# Records for this task

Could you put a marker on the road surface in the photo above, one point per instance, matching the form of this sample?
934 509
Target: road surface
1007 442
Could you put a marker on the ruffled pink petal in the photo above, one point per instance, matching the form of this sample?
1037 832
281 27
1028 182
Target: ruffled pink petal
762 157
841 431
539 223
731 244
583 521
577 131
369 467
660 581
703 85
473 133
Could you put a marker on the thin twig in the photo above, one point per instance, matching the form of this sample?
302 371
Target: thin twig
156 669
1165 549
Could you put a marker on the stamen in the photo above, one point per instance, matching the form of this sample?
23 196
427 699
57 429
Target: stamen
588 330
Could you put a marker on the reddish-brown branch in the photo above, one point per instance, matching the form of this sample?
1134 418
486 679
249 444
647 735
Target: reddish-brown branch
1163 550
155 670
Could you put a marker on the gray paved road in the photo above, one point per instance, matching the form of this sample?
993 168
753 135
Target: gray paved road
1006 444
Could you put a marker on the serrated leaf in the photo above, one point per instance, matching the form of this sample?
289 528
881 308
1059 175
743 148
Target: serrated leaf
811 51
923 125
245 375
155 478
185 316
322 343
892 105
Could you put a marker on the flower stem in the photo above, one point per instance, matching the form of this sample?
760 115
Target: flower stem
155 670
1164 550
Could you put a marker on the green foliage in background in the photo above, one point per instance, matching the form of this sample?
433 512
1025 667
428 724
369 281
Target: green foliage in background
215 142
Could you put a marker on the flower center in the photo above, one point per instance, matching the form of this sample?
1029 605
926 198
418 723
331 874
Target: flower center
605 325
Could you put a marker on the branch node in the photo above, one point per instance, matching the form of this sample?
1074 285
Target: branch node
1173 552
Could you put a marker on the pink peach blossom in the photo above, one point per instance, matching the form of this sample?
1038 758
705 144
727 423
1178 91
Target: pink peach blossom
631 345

# Problem to solve
Every line of the data above is to be copied out exactly.

# Response to this task
Could you put a marker on the road surface in the photo above, one point per instance, matching the form of this sample?
934 509
Target: road surface
1007 442
Could you put a marker on the ruffled pink petal in the photo above, one point per instance, matching the form of this sample?
1037 832
281 27
1028 182
Target: ruffled pink petal
762 157
841 431
539 223
731 244
583 521
577 131
369 467
660 581
703 85
473 133
Could you put a marker on the thin twig in the photo above, one point per instance, matching the form of this sample?
302 371
Target: thin twig
156 669
1165 549
Could you put a marker on the stamen in the photo above, one point per instance, matching the form of this sample?
23 196
427 699
57 429
Target: stamen
588 330
Could you put a marker on the reddish-brown branch in the photo above, one point per instance, matching the form of this sample?
1134 418
486 679
249 444
647 735
Target: reddish-brown branch
1163 550
155 670
Could you put a marker on the gray paved road in the photo above, one point per instance, matching the form of this sample?
993 168
753 135
Target: gray paved road
1006 444
Could you put a marker on the serrated leaf in the photo above, one point per instance, matching the form of this sample?
289 528
881 308
1059 175
743 148
Target: serrated leaf
811 51
923 125
245 375
155 478
185 316
322 343
892 105
Could you put a marker on the flower stem in the photo above, one point per instance, matching the form of this sample?
760 115
Target: flower stem
155 670
1164 550
Could you put a marker on the green foliage in background in the photo above, one point per instance, matching the form of this sample?
433 512
1025 667
428 724
369 281
Target: green foliage in background
215 142
Could you put a marker on the flower center in the photo above, one point per instance, matching the form of this sample?
1029 605
926 198
418 723
331 874
Target: flower center
605 325
Could you put a marker on the branch node in the photo above, one point per instance, matching the form of this sample?
1074 285
Target: branch node
1173 552
Could you put a marker on the pink peach blossom in the photo above, one point per instance, matching the form of this sample?
1038 758
705 144
727 423
1178 91
Target: pink peach blossom
631 345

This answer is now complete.